**** SUPPLIED ENTRIES ****
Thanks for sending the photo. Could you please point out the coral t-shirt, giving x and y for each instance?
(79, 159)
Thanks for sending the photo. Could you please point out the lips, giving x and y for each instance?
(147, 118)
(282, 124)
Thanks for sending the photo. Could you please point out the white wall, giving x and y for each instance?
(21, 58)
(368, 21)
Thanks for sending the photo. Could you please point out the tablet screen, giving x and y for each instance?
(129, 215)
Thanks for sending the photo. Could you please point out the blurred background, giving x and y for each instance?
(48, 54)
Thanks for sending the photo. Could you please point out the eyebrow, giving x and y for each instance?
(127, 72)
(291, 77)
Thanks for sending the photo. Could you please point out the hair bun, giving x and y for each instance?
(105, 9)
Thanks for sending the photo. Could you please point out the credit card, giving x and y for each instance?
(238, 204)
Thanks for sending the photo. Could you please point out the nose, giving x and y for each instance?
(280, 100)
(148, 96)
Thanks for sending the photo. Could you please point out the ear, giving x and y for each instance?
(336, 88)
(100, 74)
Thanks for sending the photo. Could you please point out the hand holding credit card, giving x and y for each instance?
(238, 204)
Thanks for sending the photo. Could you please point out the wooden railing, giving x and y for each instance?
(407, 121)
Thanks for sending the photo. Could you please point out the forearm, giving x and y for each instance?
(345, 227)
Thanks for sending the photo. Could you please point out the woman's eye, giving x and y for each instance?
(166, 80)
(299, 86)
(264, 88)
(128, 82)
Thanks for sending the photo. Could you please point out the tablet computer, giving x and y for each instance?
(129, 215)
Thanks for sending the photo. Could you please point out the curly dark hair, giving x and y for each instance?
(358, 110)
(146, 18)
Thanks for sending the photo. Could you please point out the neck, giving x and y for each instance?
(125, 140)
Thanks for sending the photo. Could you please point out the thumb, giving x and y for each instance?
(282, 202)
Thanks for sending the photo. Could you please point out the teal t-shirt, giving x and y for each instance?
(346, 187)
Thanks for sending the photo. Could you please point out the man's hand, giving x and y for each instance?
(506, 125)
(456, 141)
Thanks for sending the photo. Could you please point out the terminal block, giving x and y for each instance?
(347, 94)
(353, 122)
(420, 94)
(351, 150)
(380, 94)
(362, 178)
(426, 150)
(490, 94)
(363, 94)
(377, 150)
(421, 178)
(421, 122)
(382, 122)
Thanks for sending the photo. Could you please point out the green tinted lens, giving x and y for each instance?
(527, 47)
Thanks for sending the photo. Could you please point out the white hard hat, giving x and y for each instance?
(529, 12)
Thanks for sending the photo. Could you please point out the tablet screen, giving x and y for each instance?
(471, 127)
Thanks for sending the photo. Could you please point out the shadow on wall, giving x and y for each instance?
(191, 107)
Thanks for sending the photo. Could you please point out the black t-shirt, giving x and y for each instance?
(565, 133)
****
WORK REQUIRED: Convert every line of the items above into a JSON list of strings, with one string per line and no blank lines.

SOLUTION FOR THIS EXERCISE:
[
  "Thanks for sending the photo. Could you please point out the coral t-shirt, giving x and y for each instance?",
  "(79, 159)",
  "Thanks for sending the photo. Could you please point out the lips, giving x and y for each instance?",
  "(147, 118)",
  "(282, 124)",
  "Thanks for sending the photo. Could you please point out the white wall, giving x and y for each instance?",
  "(21, 58)",
  "(368, 21)",
  "Thanks for sending the photo. Could you please point out the tablet screen, giving x and y for each instance?",
  "(129, 215)",
  "Thanks for sending the photo. Could you please point out the blurred background, giving x and y for each instance?",
  "(48, 54)",
  "Thanks for sending the photo. Could you please point out the eyebrow, giving x and y for each instance?",
  "(127, 72)",
  "(291, 77)",
  "Thanks for sending the photo. Could you please point out the hair bun, giving x and y for each instance?",
  "(105, 9)",
  "Thanks for sending the photo. Could you please point out the credit card, giving x and y for each instance?",
  "(238, 204)",
  "Thanks for sending the photo. Could you please point out the nose, giving x and y for each instance?",
  "(280, 100)",
  "(148, 96)",
  "Thanks for sending the photo. Could you please point out the ear, giving x and y for each instance?",
  "(336, 88)",
  "(100, 74)",
  "Thanks for sending the photo. Could you please point out the hand holding credit card, giving x and y for each instance?",
  "(238, 204)",
  "Thanks for sending the photo. Could you please point out the wooden railing, giving x and y for each instance?",
  "(407, 121)",
  "Thanks for sending the photo. Could you please point out the forearm, giving x and y for each instance?",
  "(345, 227)",
  "Thanks for sending the photo. Could you please point out the woman's eye, giving x and y for each instance?",
  "(166, 80)",
  "(299, 86)",
  "(264, 88)",
  "(128, 82)",
  "Thanks for sending the photo. Could you please point out the tablet computer, giving x and y for each instance?",
  "(129, 215)",
  "Thanks for sending the photo. Could you please point out the curly dark hair, giving x and y for each instance?",
  "(358, 110)",
  "(146, 18)",
  "Thanks for sending the photo. Could you please point out the neck, giving x and y for each instance?",
  "(125, 140)",
  "Thanks for sending the photo. Could you please point out the thumb, giving x and y for each instance?",
  "(282, 202)",
  "Thanks for sending the photo. Could you please point out the teal t-shirt, giving x and y for each instance?",
  "(346, 187)",
  "Thanks for sending the photo. Could you please point out the man's hand, giving x and y for each instance?",
  "(506, 125)",
  "(456, 141)",
  "Thanks for sending the photo. Could you please point out the terminal block, giving x and y for each instance?",
  "(347, 94)",
  "(353, 122)",
  "(420, 94)",
  "(351, 150)",
  "(380, 94)",
  "(362, 178)",
  "(426, 150)",
  "(490, 94)",
  "(363, 94)",
  "(377, 150)",
  "(421, 178)",
  "(421, 122)",
  "(382, 122)",
  "Thanks for sending the photo. Could you please point out the green tinted lens, giving x and y for each instance?",
  "(527, 47)",
  "Thanks for sending the photo. Could you please point out the white hard hat, giving x and y for each instance?",
  "(529, 12)",
  "Thanks for sending the photo. Could you please point out the tablet screen, giving x and y for each instance?",
  "(471, 127)",
  "Thanks for sending the photo. Could you please point out the shadow on wall, giving x and y for each instance?",
  "(191, 107)",
  "Thanks for sending the photo. Could you please point out the black t-shirt, giving x and y for each instance?",
  "(565, 133)"
]